# Textabschnitt
########

Mitten im Zeitalter der Aufklärung entstand in Osteuropa die Erneuerungsbewegung eines mystischen Judentums, von deren Bedeutung damals nur wenige Gelehrte eine Vorstellung hatten: Der Chassidismus. Was wir darüber heute wissen, das wurde zuerst durch den österreichischen Philosophen Martin Buber (1878-1965) im Westen bekannt.
Ihr Gründer war jemand, den manche schlicht einen „Laienmystiker“ nannten, dessen Wirken aber, ja man könnte schon sagen, ein spirituelles Beben auslöste: Man nannte ihn den „Baal Schem Tov“, den Meister des Guten Namens.
Wer war der Baal Schem Tov?

########

# Datenzeilen

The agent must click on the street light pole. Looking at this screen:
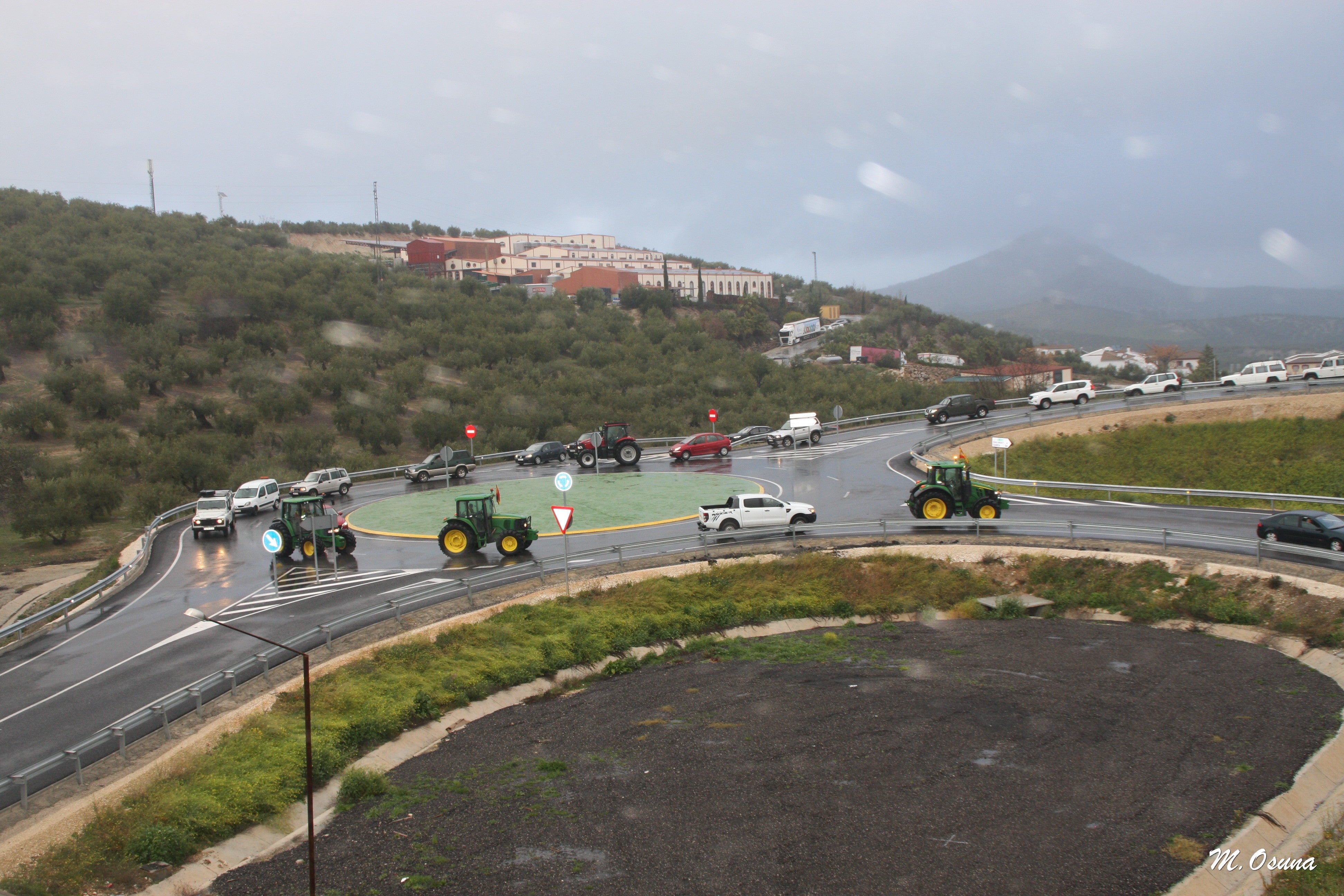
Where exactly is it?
[186,607,317,896]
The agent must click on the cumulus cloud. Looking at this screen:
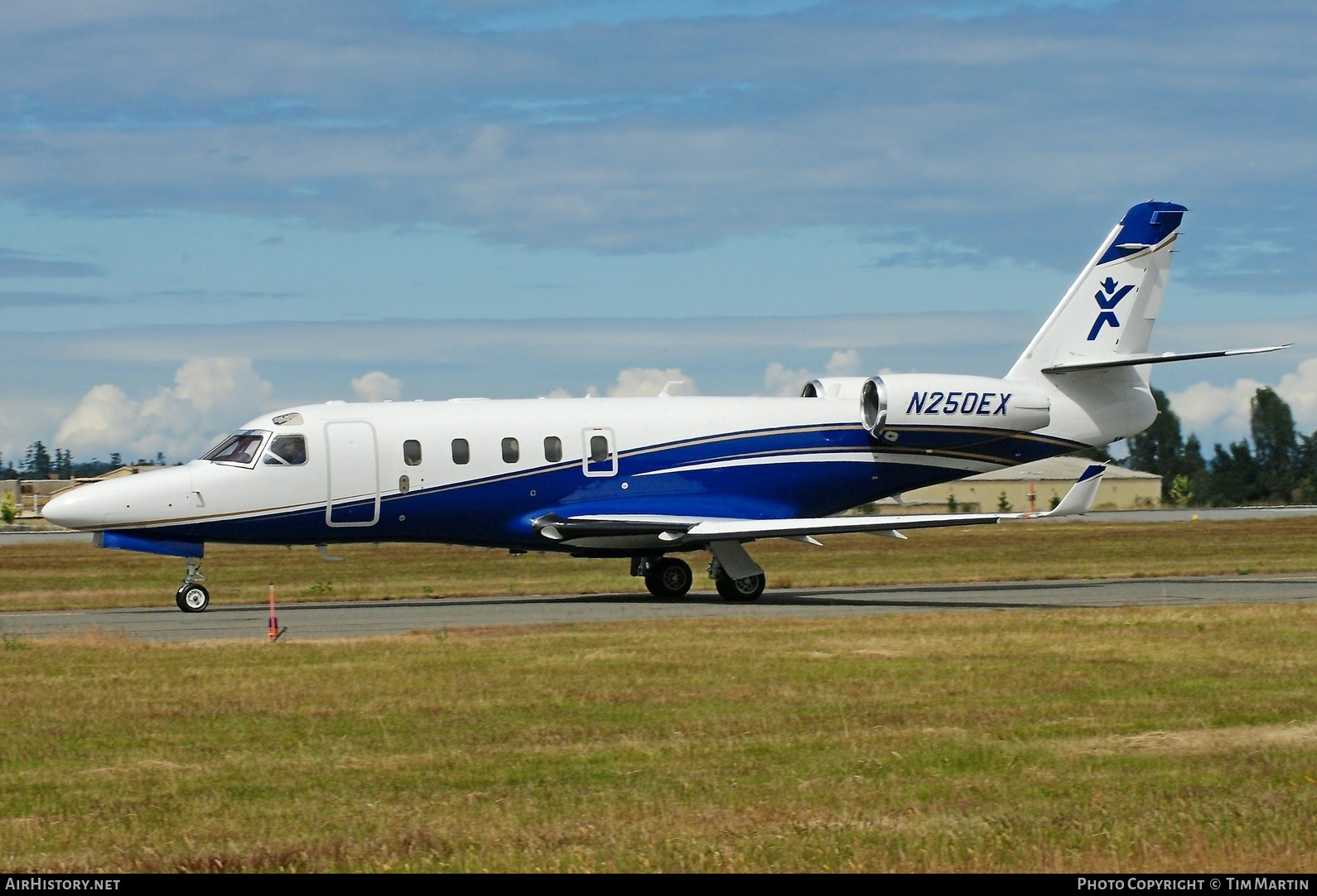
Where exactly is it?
[352,369,403,402]
[55,358,272,460]
[0,0,1317,282]
[609,367,699,397]
[1167,349,1317,434]
[764,349,864,396]
[1167,379,1263,431]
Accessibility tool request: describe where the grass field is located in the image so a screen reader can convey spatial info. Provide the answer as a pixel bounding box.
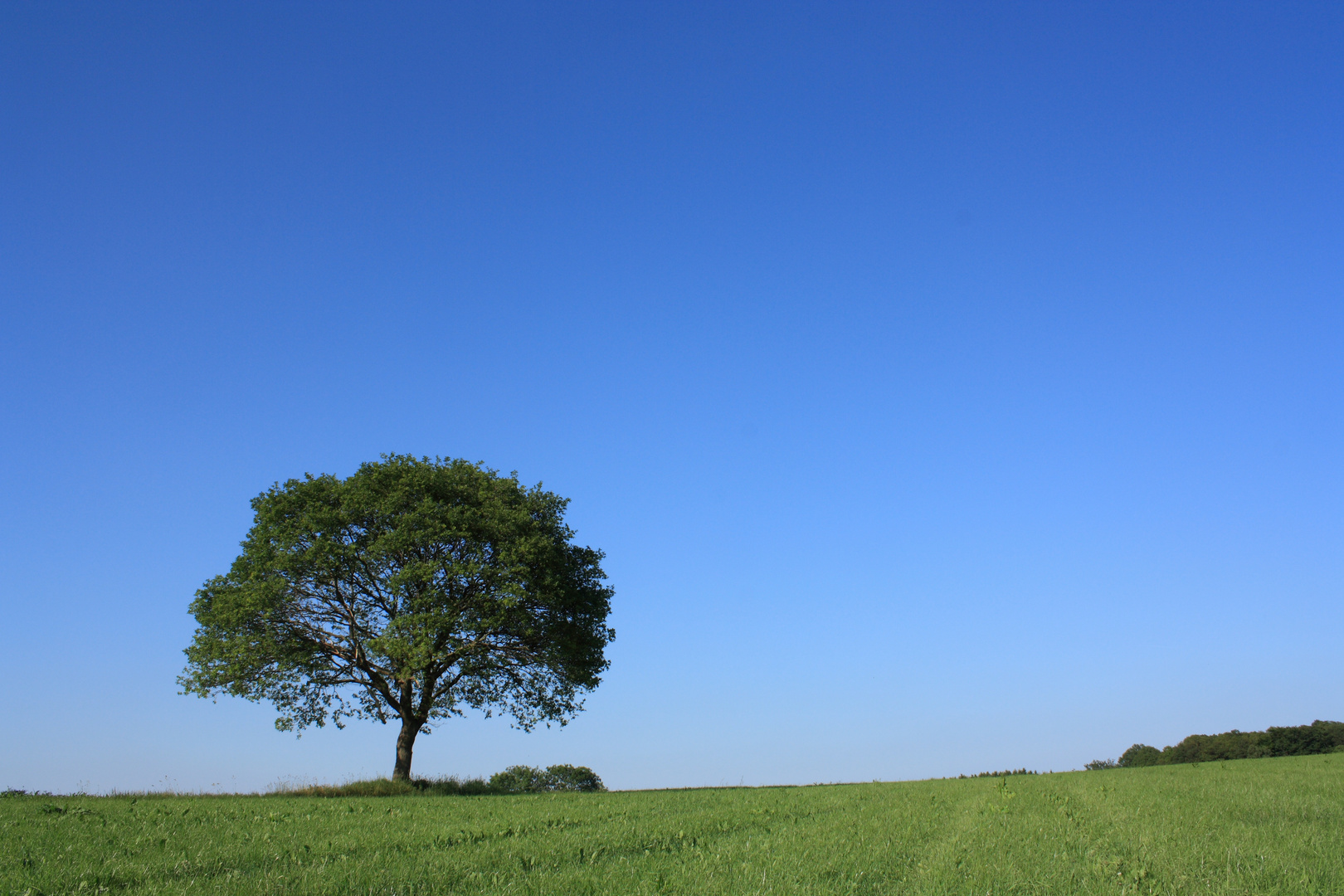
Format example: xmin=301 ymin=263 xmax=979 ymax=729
xmin=0 ymin=753 xmax=1344 ymax=896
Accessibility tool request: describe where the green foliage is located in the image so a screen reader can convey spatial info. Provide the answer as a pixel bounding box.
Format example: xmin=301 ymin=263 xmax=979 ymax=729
xmin=489 ymin=766 xmax=606 ymax=794
xmin=0 ymin=755 xmax=1344 ymax=896
xmin=1117 ymin=744 xmax=1162 ymax=768
xmin=178 ymin=455 xmax=614 ymax=778
xmin=1113 ymin=718 xmax=1344 ymax=768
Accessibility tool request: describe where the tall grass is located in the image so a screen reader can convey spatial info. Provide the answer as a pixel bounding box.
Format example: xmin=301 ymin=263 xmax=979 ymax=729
xmin=0 ymin=753 xmax=1344 ymax=896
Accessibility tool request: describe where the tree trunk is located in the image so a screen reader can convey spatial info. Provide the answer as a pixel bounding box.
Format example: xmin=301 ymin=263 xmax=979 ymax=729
xmin=392 ymin=718 xmax=419 ymax=781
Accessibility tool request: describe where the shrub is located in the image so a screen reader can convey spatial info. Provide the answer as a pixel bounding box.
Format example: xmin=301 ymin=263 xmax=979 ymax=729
xmin=1119 ymin=720 xmax=1344 ymax=768
xmin=1116 ymin=744 xmax=1162 ymax=768
xmin=489 ymin=766 xmax=606 ymax=794
xmin=546 ymin=766 xmax=606 ymax=794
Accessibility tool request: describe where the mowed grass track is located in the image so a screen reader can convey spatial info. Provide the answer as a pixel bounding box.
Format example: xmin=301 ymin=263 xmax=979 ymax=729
xmin=0 ymin=753 xmax=1344 ymax=896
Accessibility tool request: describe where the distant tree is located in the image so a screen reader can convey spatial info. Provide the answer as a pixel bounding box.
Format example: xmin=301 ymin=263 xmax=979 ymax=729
xmin=489 ymin=766 xmax=606 ymax=794
xmin=178 ymin=455 xmax=616 ymax=779
xmin=1116 ymin=744 xmax=1162 ymax=768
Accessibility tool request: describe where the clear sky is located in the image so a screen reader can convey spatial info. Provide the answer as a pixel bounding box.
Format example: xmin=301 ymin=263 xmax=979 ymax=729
xmin=0 ymin=2 xmax=1344 ymax=790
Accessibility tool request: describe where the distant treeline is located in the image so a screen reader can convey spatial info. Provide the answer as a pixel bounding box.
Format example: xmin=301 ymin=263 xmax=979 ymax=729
xmin=1088 ymin=718 xmax=1344 ymax=768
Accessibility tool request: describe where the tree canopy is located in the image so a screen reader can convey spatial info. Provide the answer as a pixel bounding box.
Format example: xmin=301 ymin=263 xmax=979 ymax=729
xmin=178 ymin=455 xmax=616 ymax=778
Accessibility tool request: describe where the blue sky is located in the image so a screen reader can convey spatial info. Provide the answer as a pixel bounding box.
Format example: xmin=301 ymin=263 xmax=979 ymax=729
xmin=0 ymin=2 xmax=1344 ymax=790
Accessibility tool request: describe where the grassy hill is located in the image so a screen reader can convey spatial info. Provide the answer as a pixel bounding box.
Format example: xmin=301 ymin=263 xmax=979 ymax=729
xmin=0 ymin=753 xmax=1344 ymax=896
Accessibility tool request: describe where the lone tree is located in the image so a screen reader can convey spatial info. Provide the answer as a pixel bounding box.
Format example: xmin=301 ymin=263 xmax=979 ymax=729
xmin=178 ymin=454 xmax=616 ymax=779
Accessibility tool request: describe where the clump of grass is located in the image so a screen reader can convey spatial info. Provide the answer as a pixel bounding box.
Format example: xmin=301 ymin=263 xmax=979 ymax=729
xmin=0 ymin=753 xmax=1344 ymax=896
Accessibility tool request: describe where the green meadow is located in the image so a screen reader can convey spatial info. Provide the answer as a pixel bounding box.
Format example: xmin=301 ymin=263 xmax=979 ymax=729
xmin=0 ymin=753 xmax=1344 ymax=896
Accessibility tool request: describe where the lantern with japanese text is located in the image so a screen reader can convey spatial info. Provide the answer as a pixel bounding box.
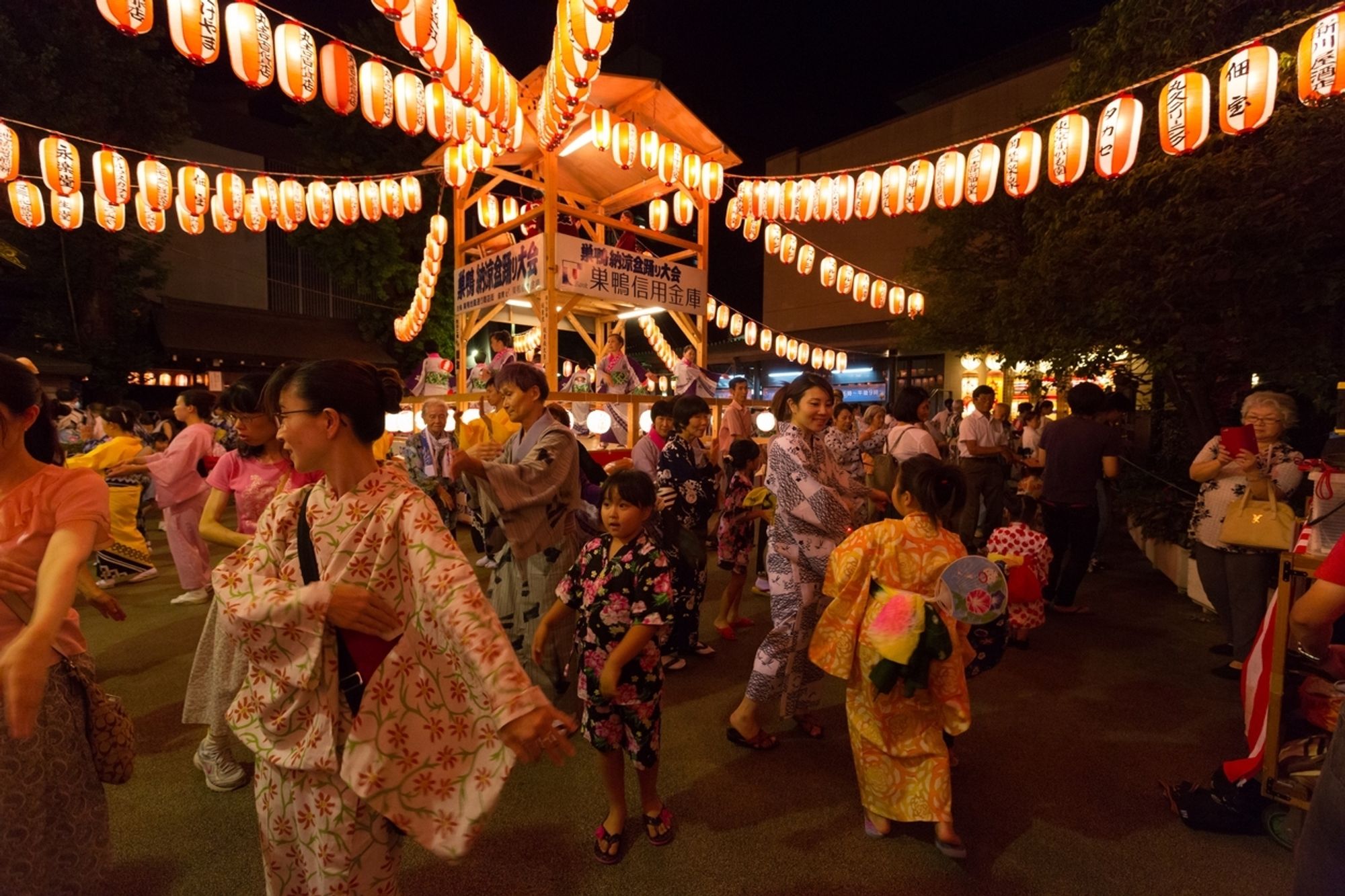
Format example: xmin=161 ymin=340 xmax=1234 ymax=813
xmin=966 ymin=140 xmax=999 ymax=206
xmin=171 ymin=0 xmax=219 ymax=66
xmin=9 ymin=177 xmax=47 ymax=229
xmin=98 ymin=0 xmax=155 ymax=36
xmin=1158 ymin=71 xmax=1209 ymax=156
xmin=1219 ymin=43 xmax=1279 ymax=134
xmin=1093 ymin=94 xmax=1145 ymax=179
xmin=276 ymin=22 xmax=317 ymax=102
xmin=1044 ymin=112 xmax=1088 ymax=187
xmin=136 ymin=156 xmax=172 ymax=211
xmin=93 ymin=192 xmax=126 ymax=233
xmin=225 ymin=0 xmax=276 ymax=90
xmin=905 ymin=159 xmax=933 ymax=214
xmin=38 ymin=134 xmax=81 ymax=196
xmin=1005 ymin=128 xmax=1041 ymax=199
xmin=92 ymin=148 xmax=130 ymax=206
xmin=178 ymin=165 xmax=210 ymax=216
xmin=317 ymin=40 xmax=359 ymax=116
xmin=933 ymin=149 xmax=967 ymax=208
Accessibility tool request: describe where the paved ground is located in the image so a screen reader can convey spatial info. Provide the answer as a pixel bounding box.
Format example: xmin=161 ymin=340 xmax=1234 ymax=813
xmin=79 ymin=516 xmax=1290 ymax=896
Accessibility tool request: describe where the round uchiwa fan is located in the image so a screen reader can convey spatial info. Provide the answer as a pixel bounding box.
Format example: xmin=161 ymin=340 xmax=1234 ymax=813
xmin=935 ymin=557 xmax=1009 ymax=626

########

# Aufgabenziel
Durch wen wurde laut Textabschnitt das Wissen über den Chassidismus zuerst im Westen bekannt?

# Endergebnis
Durch den österreichischen Philosophen Martin Buber (1878-1965).